== Requirements ==
Update the rows starting at the line containing "214, row 44." and ending at the line containing "column 44, row 151" by replacing "farmland" with "crop field", keeping everything else unchanged.

== Rows from a dataset ==

* * * * *

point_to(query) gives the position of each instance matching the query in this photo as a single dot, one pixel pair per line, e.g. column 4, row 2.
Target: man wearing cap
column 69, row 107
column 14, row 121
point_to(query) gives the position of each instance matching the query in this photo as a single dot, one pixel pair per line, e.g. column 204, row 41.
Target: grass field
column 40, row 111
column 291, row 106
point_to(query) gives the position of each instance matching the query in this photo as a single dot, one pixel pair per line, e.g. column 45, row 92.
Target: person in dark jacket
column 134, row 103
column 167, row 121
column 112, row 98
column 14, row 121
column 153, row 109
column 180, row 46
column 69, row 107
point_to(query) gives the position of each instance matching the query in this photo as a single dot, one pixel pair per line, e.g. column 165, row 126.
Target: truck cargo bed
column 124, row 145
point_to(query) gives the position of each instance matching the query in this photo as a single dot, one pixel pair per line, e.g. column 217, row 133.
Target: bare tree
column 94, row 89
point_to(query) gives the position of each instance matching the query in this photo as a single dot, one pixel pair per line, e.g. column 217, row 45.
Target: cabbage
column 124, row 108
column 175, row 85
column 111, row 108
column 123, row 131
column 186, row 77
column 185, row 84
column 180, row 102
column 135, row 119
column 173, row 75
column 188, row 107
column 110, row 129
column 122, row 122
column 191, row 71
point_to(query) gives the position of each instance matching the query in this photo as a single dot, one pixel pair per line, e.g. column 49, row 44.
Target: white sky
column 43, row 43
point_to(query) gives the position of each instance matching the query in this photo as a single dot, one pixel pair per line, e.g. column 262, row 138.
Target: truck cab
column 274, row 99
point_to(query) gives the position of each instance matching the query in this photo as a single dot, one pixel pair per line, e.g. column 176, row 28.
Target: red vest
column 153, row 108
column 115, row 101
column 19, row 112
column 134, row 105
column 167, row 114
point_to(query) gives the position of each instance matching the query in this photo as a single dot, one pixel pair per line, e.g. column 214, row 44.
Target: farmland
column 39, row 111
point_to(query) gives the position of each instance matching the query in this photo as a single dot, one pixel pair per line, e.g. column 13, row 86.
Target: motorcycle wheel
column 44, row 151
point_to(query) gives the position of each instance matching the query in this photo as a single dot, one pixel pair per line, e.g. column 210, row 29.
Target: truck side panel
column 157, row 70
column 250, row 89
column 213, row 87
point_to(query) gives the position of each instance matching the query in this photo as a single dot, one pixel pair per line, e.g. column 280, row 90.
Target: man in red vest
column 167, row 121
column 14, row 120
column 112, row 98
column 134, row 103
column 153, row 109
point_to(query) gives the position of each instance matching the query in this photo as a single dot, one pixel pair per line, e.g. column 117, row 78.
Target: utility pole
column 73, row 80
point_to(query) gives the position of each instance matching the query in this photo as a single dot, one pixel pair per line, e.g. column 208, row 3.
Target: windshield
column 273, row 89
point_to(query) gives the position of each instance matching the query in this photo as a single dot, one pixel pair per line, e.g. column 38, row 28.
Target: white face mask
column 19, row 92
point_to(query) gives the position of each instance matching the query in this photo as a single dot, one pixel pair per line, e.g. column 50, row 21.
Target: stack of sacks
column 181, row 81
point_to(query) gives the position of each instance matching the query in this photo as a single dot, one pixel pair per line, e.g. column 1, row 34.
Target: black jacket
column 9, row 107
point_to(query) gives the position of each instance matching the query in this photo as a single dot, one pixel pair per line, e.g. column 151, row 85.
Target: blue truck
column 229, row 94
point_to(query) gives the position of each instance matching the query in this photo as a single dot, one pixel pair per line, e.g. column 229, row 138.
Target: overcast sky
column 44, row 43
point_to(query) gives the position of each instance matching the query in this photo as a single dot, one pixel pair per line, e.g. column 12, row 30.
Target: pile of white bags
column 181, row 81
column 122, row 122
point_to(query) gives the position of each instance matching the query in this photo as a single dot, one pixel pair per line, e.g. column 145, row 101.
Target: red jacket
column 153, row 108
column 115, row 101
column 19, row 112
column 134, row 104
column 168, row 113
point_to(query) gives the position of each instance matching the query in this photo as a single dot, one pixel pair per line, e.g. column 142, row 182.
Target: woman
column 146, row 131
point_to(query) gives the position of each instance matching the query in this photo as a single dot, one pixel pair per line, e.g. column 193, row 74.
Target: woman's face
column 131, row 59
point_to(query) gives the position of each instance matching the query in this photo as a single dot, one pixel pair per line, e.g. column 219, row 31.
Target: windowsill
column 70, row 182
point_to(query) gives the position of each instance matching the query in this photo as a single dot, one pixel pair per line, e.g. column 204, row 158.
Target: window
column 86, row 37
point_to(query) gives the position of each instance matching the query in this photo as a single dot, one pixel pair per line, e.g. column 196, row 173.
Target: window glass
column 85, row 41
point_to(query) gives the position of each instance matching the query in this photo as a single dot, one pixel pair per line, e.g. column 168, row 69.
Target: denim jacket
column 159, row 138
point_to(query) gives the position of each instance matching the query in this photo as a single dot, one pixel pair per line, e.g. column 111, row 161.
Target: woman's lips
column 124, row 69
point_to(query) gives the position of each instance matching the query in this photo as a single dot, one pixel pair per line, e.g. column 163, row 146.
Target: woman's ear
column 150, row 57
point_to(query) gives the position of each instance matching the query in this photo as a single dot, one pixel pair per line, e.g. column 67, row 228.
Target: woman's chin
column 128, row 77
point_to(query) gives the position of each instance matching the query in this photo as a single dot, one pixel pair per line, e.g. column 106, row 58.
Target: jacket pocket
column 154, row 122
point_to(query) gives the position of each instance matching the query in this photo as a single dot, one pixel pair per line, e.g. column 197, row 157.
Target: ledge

* * * * *

== Final answer ==
point_to(query) gives the position of each instance matching the query in this photo as a single dot, one pixel pair per line, e.g. column 214, row 44.
Target: crop field
column 39, row 111
point_to(query) gives the position of each instance matching the query in this photo as a single dot, one pixel pair per line, e.g. column 13, row 86.
Target: motorcycle wheel
column 44, row 151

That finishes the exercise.